- TO BE DONE
Please gather every line of the records below that contains the string "strings" and copy each one out. Case counts.

- INPUT RECORDS
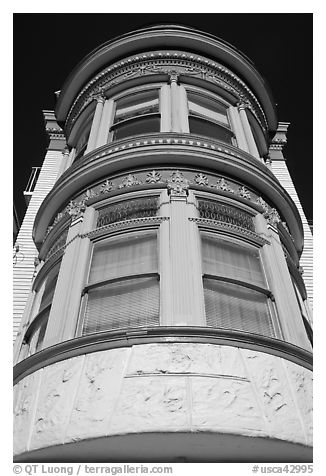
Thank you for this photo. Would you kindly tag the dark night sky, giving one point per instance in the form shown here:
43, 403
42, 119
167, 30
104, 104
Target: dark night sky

---

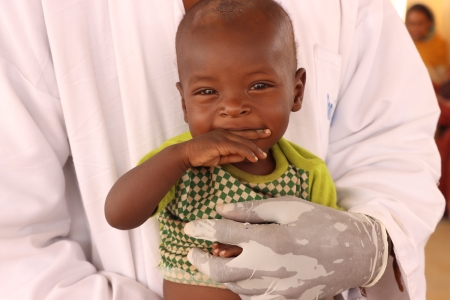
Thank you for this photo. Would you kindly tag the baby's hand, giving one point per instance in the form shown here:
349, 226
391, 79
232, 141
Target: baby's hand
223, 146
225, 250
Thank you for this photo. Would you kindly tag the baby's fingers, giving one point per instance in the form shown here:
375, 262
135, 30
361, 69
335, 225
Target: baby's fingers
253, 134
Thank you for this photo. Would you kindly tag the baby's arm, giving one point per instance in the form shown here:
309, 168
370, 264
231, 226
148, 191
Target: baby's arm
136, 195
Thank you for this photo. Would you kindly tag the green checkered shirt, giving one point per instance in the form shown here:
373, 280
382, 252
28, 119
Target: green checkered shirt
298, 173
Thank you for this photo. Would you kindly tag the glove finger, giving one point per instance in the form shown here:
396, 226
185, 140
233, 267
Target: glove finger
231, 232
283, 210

--

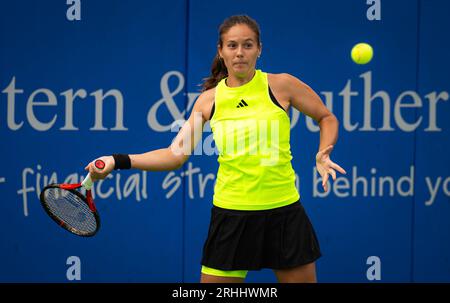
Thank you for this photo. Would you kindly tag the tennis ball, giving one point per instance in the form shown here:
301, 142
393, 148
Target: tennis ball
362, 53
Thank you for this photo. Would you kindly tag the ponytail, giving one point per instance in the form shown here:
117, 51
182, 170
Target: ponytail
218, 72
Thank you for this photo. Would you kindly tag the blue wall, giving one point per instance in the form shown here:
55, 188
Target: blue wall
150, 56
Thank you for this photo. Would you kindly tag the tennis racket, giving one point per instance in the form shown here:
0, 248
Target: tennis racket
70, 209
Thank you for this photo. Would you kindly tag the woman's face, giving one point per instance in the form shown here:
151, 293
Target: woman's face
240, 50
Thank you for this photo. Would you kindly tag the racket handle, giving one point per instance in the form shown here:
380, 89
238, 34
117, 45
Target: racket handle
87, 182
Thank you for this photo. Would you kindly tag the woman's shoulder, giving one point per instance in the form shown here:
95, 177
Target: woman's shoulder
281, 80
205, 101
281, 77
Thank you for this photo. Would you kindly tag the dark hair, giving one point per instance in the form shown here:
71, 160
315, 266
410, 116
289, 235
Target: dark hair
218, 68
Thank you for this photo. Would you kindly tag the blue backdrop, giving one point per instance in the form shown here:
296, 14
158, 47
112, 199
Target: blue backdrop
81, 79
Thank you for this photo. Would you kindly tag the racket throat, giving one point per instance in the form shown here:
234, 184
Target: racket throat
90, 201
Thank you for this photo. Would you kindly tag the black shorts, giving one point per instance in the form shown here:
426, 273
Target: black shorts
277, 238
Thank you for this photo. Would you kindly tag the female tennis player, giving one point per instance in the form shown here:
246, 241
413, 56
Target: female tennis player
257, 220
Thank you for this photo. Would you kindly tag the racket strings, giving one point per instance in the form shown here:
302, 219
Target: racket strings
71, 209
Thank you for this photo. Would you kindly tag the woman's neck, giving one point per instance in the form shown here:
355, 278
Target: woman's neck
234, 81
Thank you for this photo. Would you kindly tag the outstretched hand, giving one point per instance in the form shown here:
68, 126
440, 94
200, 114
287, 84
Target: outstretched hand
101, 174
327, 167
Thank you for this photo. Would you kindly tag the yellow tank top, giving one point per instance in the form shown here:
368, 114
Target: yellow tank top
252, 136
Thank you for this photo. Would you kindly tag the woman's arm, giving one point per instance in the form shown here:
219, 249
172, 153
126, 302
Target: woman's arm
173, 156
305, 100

- REPLY TO THE EXERCISE
Thank you for this photo. Would you kindly tag the racket strings, giving one point per instance in the form shown here:
Target: racket strings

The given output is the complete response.